— SOURCE DOCUMENT —
--
Since optical fibers are capable of carrying so much bandwidth, low fiber count cables are suitable for most single family residences. However, some applications, such as data centers, require high fiber count cables and benefit greatly from high fiber density, as they require less space and are less restrictive to air flow.
Because these cables may be installed directly outside of ducts, they are designed to meet the requirements for backbone cables. In this sense, cables meet the same mechanical, environmental and safety requirements as traditional, tight buffered indoor cables. However, because of the application and connector options, as early as 2002, early micro-cables were developed where bare fibers replaced tight buffered fibers.
As seen in Figure 3, the change from tight buffered fiber to bare fiber provides an avenue to reduce the cable diameter and increase fiber density. However, additional changes are required. For one, the multimode fibers used in many indoor cables are more sensitive to macro-bending and micro-bending than single-mode fibers used in most OSP cables. In traditional indoor designs, the tight buffer over the fiber minimizes the fiber's exposure to these conditions. To limit these effects without the tight buffer, the choice of flame-retardant jacket material becomes critical.
Figure 3—Scaled Indoor Cable Comparison
Traditional flame-retardant jacket materials used for indoor cables include fluoropolymers and polyvinyl chloride (PVC). There are advantages to each, but engineered PVC compounds are preferred because of their cost and customizable physical properties.
In addition to mechanical protection, the flame retardant jacket materials limit flame spread and smoke generation when cables are exposed to fire. Commonly in data centers, cables are installed in plenum locations, and cables must be rated for use in these locations. Throughout the late 2000s and into the 2010s, cable manufacturers and PVC compounders have collaborated to develop higher performing flame retardant materials, allowing for continued increase in fiber density and fiber count per cable.
As shown in Table 2, with the proper materials and design,indoor micro-cables can meet the same mechanical, environmental and safety performance levels as traditional indoor cables with significantly reduced cable OD and increased fiber density. Further, micro-cables allow for higher fiber counts, including the GR-409-Core horizontal backbone compliant 288 fiber cable developed earlier this year.
Table 2—Fiber Density Comparison for Indoor Cables
Fiber Density (cm-2)
Traditional Indoor Cable*
Indoor Micro-Duct Cables
For many of the same reasons that micro-duct cables are beneficial in OSP environments, they are also beneficial in indoor environments. Similar to OSP micro-duct cables, indoor micro-duct cables are jetted or blown into ducts with compressed air. However, in this case, the micro-ducts are tubes made of flame retardant plastics, and can be independently safety listed, enabling future system expansions.
Once again the micro-duct prevents these cables from exposure to many mechanical forces. However, the most recent revision of GR-409-Core, released in 2008, does not address indoor micro-duct cables. While the previously discussed indoor micro-cables can be used within ducts, development of ultra-high fiber density indoor micro-duct cables, also called air blown fiber, began in 2009. These cables are designed and tested to meet the requirements of interconnect cables.
--
— REQUESTS —
**a.** Reproduce the part of the passage about indoor micro-cables starting with "In addition to" and going on through "count per cable.".
**b.** According to the passage about indoor micro-cables, in what year did development of ultra-high fiber density indoor micro-duct cables begin?
Rely only on the passage about indoor micro-cables.

— COLLECTED MATERIAL —
--
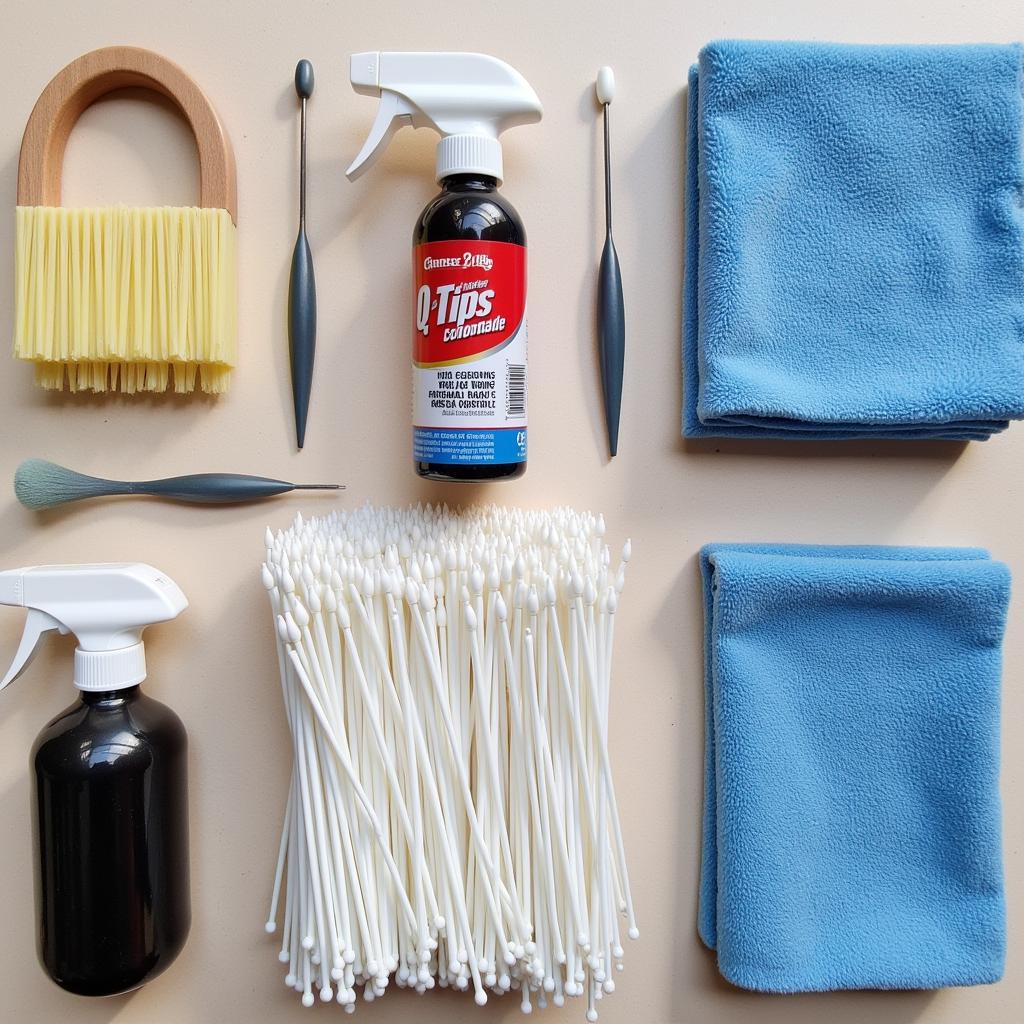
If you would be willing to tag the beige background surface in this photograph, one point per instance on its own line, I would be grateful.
(215, 666)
--
— TASK-BY-TASK OUTPUTS —
**a.**
In addition to mechanical protection, the flame retardant jacket materials limit flame spread and smoke generation when cables are exposed to fire. Commonly in data centers, cables are installed in plenum locations, and cables must be rated for use in these locations. Throughout the late 2000s and into the 2010s, cable manufacturers and PVC compounders have collaborated to develop higher performing flame retardant materials, allowing for continued increase in fiber density and fiber count per cable.

**b.** 2009